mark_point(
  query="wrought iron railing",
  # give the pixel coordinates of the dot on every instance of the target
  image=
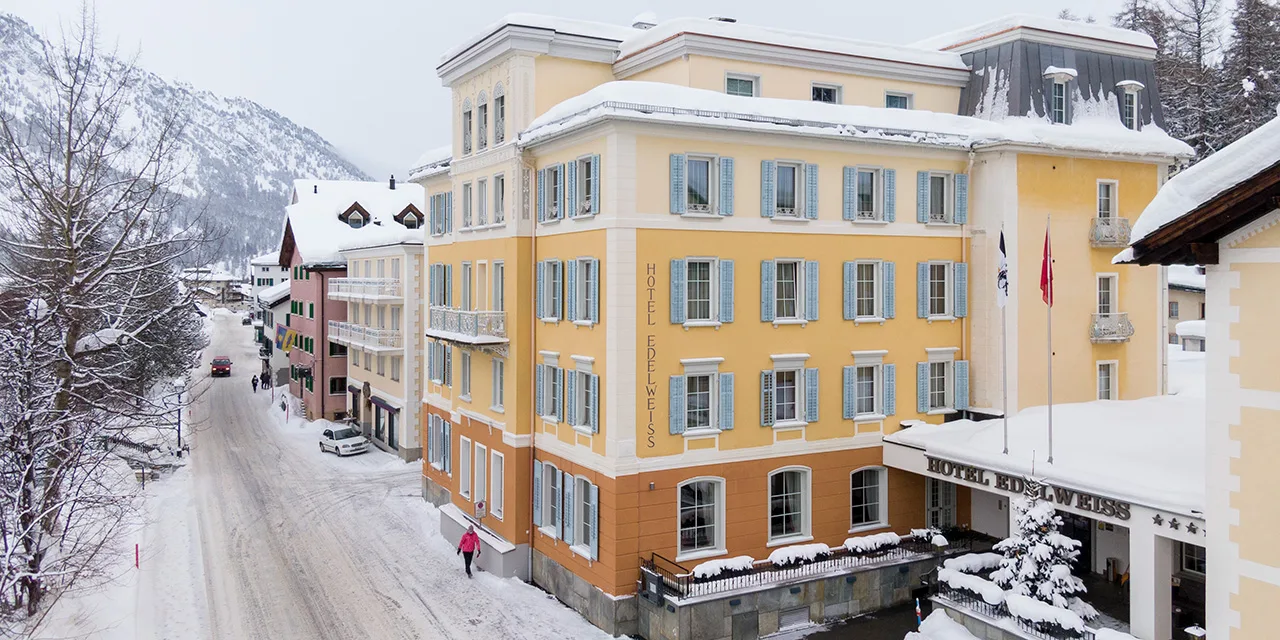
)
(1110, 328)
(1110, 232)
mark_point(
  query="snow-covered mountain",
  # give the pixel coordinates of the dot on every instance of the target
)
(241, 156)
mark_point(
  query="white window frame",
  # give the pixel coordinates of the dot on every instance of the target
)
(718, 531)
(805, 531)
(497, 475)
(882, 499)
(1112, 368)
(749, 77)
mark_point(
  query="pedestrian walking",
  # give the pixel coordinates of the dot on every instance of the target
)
- - - -
What you should do: Rewrite all the records above, swapping "target" for "object" wherever it appears and leaving everything else as is. Omit the pictures from your answer.

Completed exercise:
mark_point(
  query="wrought iron railing",
  # give the pixel coordinates of the dot on every instance of the object
  image=
)
(1110, 328)
(1110, 232)
mark_point(
  query="snow-covered mountain",
  # give the pixel coordinates of the dot on every instance of the object
)
(241, 156)
mark_point(
  query="white window frame",
  # give the pixel coordinates of the dot on every instance of the object
)
(718, 531)
(805, 531)
(497, 475)
(882, 499)
(1112, 368)
(749, 77)
mark_point(
  query="pedestrian walking",
  # give the pixel coordinates of the dot on every instance of the object
)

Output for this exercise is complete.